• [Required task] Exactly reproduce the lines from the line bearing "point: cyclist's hand" through the end of the listing, inclusive of both; pictures are to be omitted.

• [Records excerpted from a collection]
____

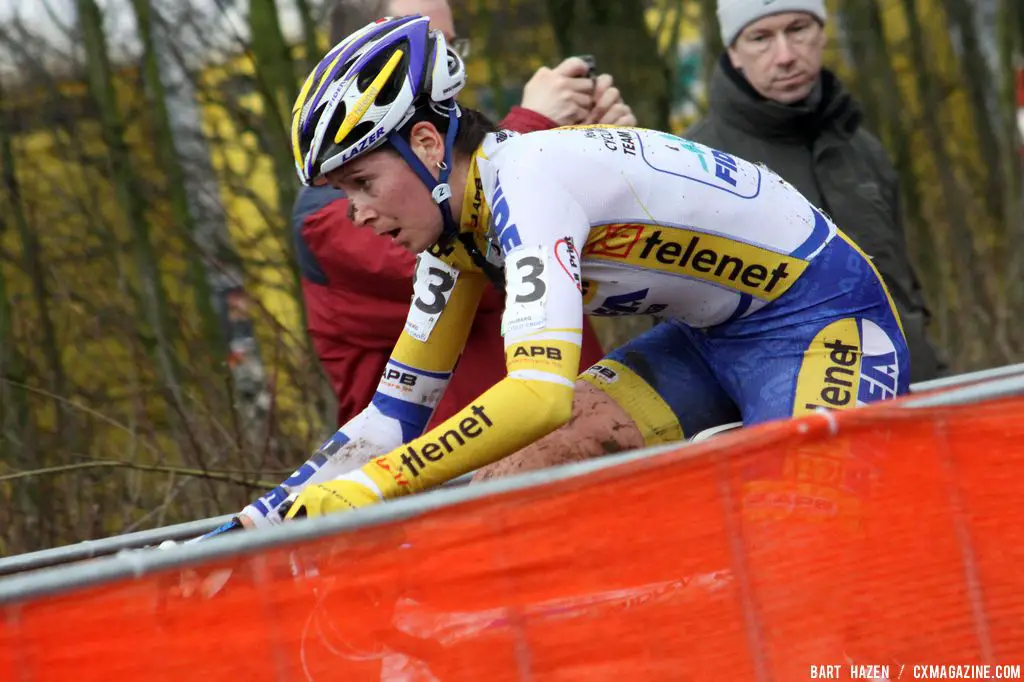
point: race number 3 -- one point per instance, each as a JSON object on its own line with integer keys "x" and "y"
{"x": 525, "y": 290}
{"x": 433, "y": 282}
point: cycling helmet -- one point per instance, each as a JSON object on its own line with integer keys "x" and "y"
{"x": 367, "y": 88}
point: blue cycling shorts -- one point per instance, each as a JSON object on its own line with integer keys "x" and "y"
{"x": 834, "y": 341}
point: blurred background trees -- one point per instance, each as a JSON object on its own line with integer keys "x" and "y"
{"x": 154, "y": 365}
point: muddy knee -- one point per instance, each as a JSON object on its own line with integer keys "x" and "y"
{"x": 598, "y": 427}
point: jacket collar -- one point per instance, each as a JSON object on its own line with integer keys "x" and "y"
{"x": 733, "y": 99}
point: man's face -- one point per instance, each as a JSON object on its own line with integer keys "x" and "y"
{"x": 386, "y": 196}
{"x": 438, "y": 10}
{"x": 780, "y": 55}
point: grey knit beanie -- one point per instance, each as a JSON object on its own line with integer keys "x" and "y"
{"x": 734, "y": 15}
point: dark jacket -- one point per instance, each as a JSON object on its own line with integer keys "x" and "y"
{"x": 839, "y": 166}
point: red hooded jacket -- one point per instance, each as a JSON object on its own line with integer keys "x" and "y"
{"x": 357, "y": 287}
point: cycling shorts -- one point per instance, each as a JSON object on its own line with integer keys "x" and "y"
{"x": 834, "y": 341}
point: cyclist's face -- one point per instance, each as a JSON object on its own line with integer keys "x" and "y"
{"x": 387, "y": 197}
{"x": 780, "y": 55}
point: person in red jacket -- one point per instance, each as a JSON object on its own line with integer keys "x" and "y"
{"x": 357, "y": 286}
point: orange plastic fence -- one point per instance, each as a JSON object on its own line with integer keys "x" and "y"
{"x": 790, "y": 552}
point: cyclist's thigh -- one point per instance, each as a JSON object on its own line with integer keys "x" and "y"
{"x": 834, "y": 341}
{"x": 663, "y": 382}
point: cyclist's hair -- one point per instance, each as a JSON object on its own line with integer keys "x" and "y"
{"x": 473, "y": 125}
{"x": 347, "y": 16}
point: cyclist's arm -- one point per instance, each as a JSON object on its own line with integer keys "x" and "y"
{"x": 444, "y": 301}
{"x": 542, "y": 328}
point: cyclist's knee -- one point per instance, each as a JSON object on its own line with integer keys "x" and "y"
{"x": 598, "y": 427}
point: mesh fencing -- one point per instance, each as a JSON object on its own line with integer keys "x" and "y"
{"x": 878, "y": 537}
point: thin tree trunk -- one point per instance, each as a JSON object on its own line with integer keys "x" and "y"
{"x": 309, "y": 35}
{"x": 55, "y": 382}
{"x": 976, "y": 305}
{"x": 275, "y": 77}
{"x": 176, "y": 189}
{"x": 713, "y": 47}
{"x": 153, "y": 302}
{"x": 979, "y": 83}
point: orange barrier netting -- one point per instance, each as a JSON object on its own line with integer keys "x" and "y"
{"x": 876, "y": 537}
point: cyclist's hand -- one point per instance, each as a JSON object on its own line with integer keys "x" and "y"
{"x": 608, "y": 105}
{"x": 564, "y": 93}
{"x": 330, "y": 498}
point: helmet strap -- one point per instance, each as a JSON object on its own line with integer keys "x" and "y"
{"x": 440, "y": 190}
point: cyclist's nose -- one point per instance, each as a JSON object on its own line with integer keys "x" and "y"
{"x": 361, "y": 215}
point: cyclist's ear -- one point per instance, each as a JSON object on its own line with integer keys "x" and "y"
{"x": 427, "y": 143}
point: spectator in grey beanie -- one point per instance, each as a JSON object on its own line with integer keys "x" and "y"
{"x": 771, "y": 101}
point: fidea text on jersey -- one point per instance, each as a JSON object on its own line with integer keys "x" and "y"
{"x": 508, "y": 233}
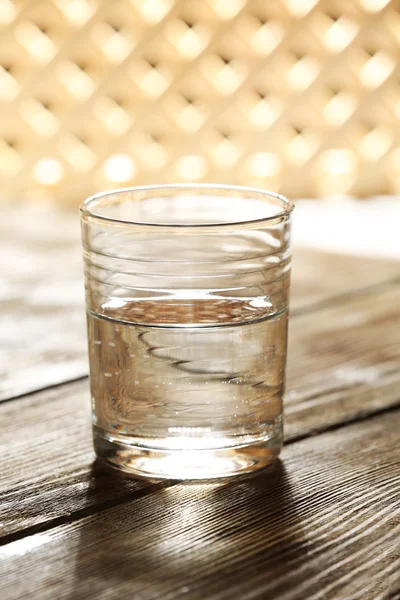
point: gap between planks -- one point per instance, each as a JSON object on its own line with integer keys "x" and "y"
{"x": 155, "y": 486}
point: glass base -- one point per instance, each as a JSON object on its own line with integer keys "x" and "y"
{"x": 161, "y": 463}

____

• [Response]
point: cyclist's hand -- one point per instance, each as a JSON object on its own line with integer keys "x" and "y"
{"x": 608, "y": 105}
{"x": 564, "y": 93}
{"x": 330, "y": 498}
point: helmet strap -- one point per instance, each as a JSON object on its own line with integer keys "x" and "y"
{"x": 440, "y": 190}
point: cyclist's nose -- one point per instance, each as a JSON object on its own line with integer keys "x" and "y"
{"x": 361, "y": 215}
point: cyclist's ear -- one point per instance, each as a JSON object on its own line with integer keys "x" and "y"
{"x": 427, "y": 143}
point: spectator in grey beanie -- one point per instance, each as a JSON object on its own line with integer keys "x" and "y"
{"x": 771, "y": 101}
point: fidea text on jersey -- one point per instance, each as a JSON object on its own line with integer keys "x" and "y"
{"x": 508, "y": 233}
point: gap between planks -- one point per instance, each as a JSON object on its own line with integer keys "x" and "y"
{"x": 155, "y": 486}
point: glass base -- one point per instance, each as a JSON object on its own line with integer keys "x" and "y"
{"x": 161, "y": 463}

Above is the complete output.